▸ ACTIONS TO TAKE:
(A) According to the article on personality tests for work, which assessment is the most used in the UK today?
(B) Carry on the article on personality tests for work, starting after its last sentence.

▸ EXCERPT PROVIDED:
[BEGIN]
Personality Tests For Work
Dominic McCanny (Chartered Occupational Psychologist) provides a brief overview of ‘personality tests for work’ highlighting the ‘basics’ you should be looking for when using these type of assessments.
Personality tests for work are today used in an ever increasing way. Let me first say that I don’t believe they are a test. They do not have right or wrong answers. I like to refer to them as an assessment. However the common perception is that they are tests and this is how they are referred to in this article.
Essentially there are two formats used. A ‘Type’ approach and a ‘Trait’ approach. Most people and organisations have heard of Myers Briggs. This is a ‘Type’ assessment. Quite a number of psychologists do question whether or not it is useful test at all, with articles stating: ‘The Myers-Briggs Personality Test Is Pretty Much Meaningless’ (www.smithsonianmag.com) and ‘Are Scores on MBTI Totally Meaningless?’ (www.psychologytoday.com). Whatever anyone thinks, it is the most used assessment in the UK today. In using personality tests for work the Myers Briggs or any ‘Type’ approach should not be used in a recruitment context. They may though have some merit in a development context or in improving communications in teams and so forth.
[END]
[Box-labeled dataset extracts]
[BEGIN]
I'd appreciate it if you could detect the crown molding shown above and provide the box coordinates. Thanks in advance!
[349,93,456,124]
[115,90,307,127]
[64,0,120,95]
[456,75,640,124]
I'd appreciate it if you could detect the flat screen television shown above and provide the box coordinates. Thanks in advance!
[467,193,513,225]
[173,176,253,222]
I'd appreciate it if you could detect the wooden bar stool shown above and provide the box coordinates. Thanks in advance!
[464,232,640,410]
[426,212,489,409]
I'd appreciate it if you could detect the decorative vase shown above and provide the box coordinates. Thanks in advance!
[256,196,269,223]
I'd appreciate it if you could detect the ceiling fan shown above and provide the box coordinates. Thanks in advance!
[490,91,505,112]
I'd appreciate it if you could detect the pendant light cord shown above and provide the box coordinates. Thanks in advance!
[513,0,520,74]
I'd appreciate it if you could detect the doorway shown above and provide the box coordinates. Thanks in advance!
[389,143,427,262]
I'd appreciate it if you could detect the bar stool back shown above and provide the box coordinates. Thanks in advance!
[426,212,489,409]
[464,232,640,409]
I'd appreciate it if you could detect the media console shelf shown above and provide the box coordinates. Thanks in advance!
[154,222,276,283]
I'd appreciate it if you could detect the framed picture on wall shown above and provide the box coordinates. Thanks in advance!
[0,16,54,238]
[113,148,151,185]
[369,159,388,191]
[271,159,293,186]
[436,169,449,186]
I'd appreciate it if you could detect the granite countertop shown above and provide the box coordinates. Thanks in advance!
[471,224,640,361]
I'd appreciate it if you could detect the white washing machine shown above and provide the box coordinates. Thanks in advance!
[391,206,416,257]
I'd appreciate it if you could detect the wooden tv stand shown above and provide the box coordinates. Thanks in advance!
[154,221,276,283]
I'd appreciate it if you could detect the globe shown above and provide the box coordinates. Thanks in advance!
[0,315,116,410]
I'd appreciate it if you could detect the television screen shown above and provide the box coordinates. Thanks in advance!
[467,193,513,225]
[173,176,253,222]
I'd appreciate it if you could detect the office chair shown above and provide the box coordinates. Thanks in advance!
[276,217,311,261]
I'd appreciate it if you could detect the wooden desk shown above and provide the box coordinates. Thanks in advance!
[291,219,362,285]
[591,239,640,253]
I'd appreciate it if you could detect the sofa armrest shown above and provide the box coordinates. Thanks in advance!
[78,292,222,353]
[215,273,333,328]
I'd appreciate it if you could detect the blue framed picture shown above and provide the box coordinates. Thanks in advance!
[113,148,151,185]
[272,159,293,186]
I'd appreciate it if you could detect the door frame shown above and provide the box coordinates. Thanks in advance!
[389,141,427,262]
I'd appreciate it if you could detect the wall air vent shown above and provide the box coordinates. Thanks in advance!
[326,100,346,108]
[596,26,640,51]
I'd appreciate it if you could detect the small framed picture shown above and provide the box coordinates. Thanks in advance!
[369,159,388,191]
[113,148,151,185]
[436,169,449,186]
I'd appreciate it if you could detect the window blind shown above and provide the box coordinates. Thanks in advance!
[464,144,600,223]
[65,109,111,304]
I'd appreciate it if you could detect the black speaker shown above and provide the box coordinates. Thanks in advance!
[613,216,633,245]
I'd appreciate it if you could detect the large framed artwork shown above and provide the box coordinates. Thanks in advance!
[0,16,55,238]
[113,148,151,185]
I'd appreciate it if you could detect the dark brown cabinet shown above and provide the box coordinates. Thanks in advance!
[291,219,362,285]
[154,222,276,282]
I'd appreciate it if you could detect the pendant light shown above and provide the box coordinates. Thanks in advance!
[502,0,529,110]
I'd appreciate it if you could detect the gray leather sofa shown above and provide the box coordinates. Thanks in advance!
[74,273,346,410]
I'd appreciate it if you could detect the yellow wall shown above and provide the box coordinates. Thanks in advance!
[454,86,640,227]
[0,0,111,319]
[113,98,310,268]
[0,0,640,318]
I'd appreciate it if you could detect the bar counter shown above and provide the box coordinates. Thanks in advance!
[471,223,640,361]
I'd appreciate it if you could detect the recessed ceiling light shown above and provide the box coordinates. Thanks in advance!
[END]
▸ OUTPUTS BY TASK:
(A) Myers Briggs is the most used assessment in the UK today.

(B)
This is where a ‘Trait’ approach is the proper way in which to assess candidates in recruitment situations or for internal promotion. So what are ‘Trait’ assessments. A trait, is something distinctive a person has. It can be measured, and it may correlate with other important things. For example ‘how analytical are you?’ or ‘how results driven are you’. The fact that these traits can be measured and then compared against others, provides the rationale as to why they provide an insight into an individual’s likely behaviour in a work setting. A ‘comparison’ group then allows for understanding the individual’s likely behaviour to ‘achieving results’ or in how ‘analytical’ you are.
Are Personality Tests For Work Reliable and Valid?
The simple answer to that is that those that have been rigorously designed, developed and made available for independent assessment most definitely are. From an organisation’s perspective the single and most simple question to ask before deciding to use any personality tests for work is – ‘What criterion-related’ validity evidence is available? In other words, how well does this assessment correlate with the relevant work performance criteria. It is the single most important technical property of any assessment. So if you are going to use personality tests or are using personality tests check this aspect out with your provider.
What personality tests are available for work?
There are a huge number of personality tests available today. Indeed with advances in computer technology it is likely that these will increase even further. Probably though it is wise to look to see what appropriate comparison groups are available in which to compare candidates. For example in a ‘Sales’ test, you would look to see that the candidate is being compared against other ‘sales people’ and not for example ‘apprentices’. Generally though personality tests measure specific personality characteristics for example in an individual’s relationships with people, their thinking style and in their emotions and feelings. Very detailed reports are available and many now come with suggested interview guides in a recruitment context.
We find in our extensive work in this area personality tests are generally used in – Work | Sales | Leadership | Emotional Intelligence.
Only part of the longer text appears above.